Begin at the line that contains "positive clicks: (359, 91)" and repeat every line from there to the end of the records below, inclusive, without adding any other line.

## Recorded data
Segment Open

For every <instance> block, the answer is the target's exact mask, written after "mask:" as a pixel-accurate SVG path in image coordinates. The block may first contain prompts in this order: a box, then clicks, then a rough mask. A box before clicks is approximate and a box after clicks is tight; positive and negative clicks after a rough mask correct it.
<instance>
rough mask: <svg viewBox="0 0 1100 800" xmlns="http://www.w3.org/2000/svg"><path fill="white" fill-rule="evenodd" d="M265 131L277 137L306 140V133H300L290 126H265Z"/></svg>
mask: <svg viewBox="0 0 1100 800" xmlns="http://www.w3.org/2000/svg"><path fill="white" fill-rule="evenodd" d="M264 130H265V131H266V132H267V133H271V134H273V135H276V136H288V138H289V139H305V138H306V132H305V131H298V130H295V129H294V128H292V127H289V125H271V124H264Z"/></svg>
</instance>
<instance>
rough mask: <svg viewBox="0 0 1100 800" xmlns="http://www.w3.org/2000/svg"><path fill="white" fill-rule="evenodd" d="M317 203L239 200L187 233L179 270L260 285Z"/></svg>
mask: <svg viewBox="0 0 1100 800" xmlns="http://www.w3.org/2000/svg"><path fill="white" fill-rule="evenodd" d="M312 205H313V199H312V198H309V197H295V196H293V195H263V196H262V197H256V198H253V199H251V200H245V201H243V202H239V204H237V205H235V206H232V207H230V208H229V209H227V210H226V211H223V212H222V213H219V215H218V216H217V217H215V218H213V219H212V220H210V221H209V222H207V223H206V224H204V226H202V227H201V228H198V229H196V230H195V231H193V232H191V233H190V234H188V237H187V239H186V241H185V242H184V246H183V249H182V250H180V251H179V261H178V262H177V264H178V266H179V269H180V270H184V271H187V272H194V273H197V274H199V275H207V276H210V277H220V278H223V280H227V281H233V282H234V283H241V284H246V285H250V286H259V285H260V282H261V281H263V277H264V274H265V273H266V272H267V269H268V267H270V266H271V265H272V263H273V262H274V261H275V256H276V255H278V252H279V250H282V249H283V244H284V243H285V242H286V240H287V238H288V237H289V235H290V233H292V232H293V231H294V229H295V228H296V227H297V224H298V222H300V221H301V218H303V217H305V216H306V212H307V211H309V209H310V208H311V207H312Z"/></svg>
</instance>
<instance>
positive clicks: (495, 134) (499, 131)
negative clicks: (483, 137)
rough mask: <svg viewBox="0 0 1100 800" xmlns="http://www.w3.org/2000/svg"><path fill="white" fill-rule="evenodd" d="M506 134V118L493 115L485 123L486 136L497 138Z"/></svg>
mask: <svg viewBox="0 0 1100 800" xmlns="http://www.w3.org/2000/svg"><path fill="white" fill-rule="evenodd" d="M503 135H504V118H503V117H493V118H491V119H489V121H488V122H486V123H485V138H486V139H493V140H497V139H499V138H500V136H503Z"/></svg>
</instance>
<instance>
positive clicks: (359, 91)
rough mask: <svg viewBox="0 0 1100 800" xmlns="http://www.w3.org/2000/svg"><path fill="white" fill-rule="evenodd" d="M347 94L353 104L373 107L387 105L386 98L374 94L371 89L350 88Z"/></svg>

Segment Closed

## Answer to this exercise
positive clicks: (359, 91)
rough mask: <svg viewBox="0 0 1100 800" xmlns="http://www.w3.org/2000/svg"><path fill="white" fill-rule="evenodd" d="M347 94L353 104L373 107L387 105L386 98L374 94L371 89L350 88Z"/></svg>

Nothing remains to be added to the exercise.